Exercise requirements:
A) Output everything in the bounding-box listing, from its first line down through the line containing "181, 204, 194, 218", including both ends and changing nothing.
B) Pick up the passage on the customer development methodology after its last sentence and keep writing it.

Start of Excerpt to read

However, according to entrepreneur Steve Blank, every business needs to pay closer attention to its customers. Watching Silicon Valley startups fail due to an unawareness of this basic principle pushed a frustrated Blank to establish the customer development methodology in the 1990s and early 2000s. Created with startups in mind, the customer development methodology remains valuable to modern businesses by providing them with a framework for assessing a product’s viability through the lens of customer demand.
The customer development methodology
This methodology has been described as the opposite of a “If we built it, they will come” philosophy—instead, Blank encourages companies to spend more time testing and interacting with potential customers before they even begin to sell a product or service.
The following four steps establish direction for your product with the goal of identifying potential customers and finding a better way to meet their needs. Whether you’re struggling to come up with the right idea or have been polishing a well-developed brainchild for years, the customer development process can give you insight into what your potential customers actually want.
1. Customer discovery
Every business starts with a hypothesis, but customer development methodology focuses on figuring out how to make your proposed product or service cater best to customer needs. During this phase, you’ll put together a business strategy and then test both your “problem” hypothesis, or your understanding of customer pain points, and your “product” hypothesis, the solution you have developed to solve those pain points.
Answer the following questions to test both of these hypotheses:
- What are your customer’s most significant pain points?
- How much will they pay to solve them?
- Does your product or service solve those pain points?
- Do potential customers believe that your concept will solve their pain points?
Talk to potential customers to back up your own assumptions with real feedback. By listening to real needs, pain points, and opinions about existing products, you’ll ensure your product or service has real value. As Steve puts it, “Stop selling, start listening.”
You can use Lucidchart to document customer responses and research, make notes, and catalog the information you gather in one easy-to-access place that will remain a resource for you and your team as you move forward.
2. Customer validation
Now that potential customers have verified your concept, you can prepare to sell. During this second phase, you’ll develop a repeatable, scalable sales process as you sell to “earlyvangelists,” or visionary customers who immediately understand the need for your product or service. Use the insight you gathered from customer discovery to develop the materials you need, including a business model canvas, value propositions, sales collateral, and product positioning.
If you look to other startups for guidance, keep in mind that sales, marketing, and business development will radically change depending on which of the three market types you go after:
- Existing market
- Resegmented market
- New market
According to Steve Blank, this is the step of the customer development process that shows you whether your business has a future. That decision is always for the business owners and stakeholders to make—after all, other factors like capital and overhead will also affect your business’s viability.

End of Excerpt to read
Start of Records shown

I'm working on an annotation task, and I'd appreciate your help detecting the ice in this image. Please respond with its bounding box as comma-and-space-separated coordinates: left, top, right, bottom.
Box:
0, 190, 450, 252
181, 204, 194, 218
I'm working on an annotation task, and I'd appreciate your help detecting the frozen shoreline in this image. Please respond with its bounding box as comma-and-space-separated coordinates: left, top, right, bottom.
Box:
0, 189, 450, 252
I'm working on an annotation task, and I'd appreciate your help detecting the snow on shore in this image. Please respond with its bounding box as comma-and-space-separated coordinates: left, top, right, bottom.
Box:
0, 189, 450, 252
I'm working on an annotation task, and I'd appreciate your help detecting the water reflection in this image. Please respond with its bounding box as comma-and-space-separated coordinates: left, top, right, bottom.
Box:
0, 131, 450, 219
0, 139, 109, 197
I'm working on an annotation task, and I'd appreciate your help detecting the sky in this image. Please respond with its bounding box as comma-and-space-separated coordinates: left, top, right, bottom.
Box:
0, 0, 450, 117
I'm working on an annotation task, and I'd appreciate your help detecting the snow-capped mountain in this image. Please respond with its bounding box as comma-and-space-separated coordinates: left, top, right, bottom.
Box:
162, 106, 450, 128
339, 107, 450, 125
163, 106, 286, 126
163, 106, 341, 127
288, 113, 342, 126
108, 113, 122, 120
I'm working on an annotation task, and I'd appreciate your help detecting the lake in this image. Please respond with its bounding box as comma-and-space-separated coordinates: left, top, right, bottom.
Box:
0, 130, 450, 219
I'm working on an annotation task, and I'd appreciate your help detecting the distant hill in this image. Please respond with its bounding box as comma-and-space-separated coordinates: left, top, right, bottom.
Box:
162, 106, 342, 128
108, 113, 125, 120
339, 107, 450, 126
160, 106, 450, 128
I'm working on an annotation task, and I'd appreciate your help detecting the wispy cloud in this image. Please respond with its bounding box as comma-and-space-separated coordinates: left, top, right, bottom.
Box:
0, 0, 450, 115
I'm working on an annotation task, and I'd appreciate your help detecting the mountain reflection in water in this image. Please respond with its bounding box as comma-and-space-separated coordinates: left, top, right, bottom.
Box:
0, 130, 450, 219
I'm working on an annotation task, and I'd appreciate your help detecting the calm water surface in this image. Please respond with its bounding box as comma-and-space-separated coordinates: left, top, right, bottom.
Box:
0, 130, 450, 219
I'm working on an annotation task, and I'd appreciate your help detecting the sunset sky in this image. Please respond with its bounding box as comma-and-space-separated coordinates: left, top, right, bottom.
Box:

End of Records shown

Task results:
A)
I'm working on an annotation task, and I'd appreciate your help detecting the ice in this image. Please respond with its bounding box as comma-and-space-separated coordinates: left, top, right, bottom.
Box:
0, 190, 450, 252
181, 204, 194, 218

B)
However, failure at this stage doesn’t necessarily mean it’s the end of the line. For startups entering the marketplace with just one product or service, this is the time to turn around if there isn’t enough demonstrable customer interest in what you’re selling. Revisit the first step if needed to make sure you have the necessary buy-in.
3. Customer creation
At this point, you should see quantifiable demand for your product in the marketplace, so shift your focus to increasing that demand. Make your product and business sustainable by figuring out how to scale, or continue to profit and function efficiently with growth.
Continue listening to feedback, watching industry trends, and adapting so you can both offer the best product you can and retain the customers you’ve earned. This phase is less about exploration and more about maintaining the momentum you already have. Though the details may diverge, the main point of this phase is to guarantee sustainability for your business through careful growth strategy.
4. Company building
As the final phase of the customer development process, customer building “transitions the organization from one designed for learning and discovery to a well-oiled machine engineered for execution.” This phase could include defining roles, creating formal departments, and hiring more people to help your bootstrapped, loyal team accomplish bigger goals.
Steve Blank created the customer development methodology with startups and their unique needs in mind, so it’s okay if your company doesn’t reach this step the first time you move through the customer development process. Some companies may need to turn around and redirect focus after customer validation or customer creation, and others take a long time to reach this “final” phase.
Use Lucidchart to guide your customer development
If you start your business with the customer development methodology in mind, you’ll find the right customers and solutions to make your startup a success. Sign up for Lucidchart to track your progress and adapt along the way.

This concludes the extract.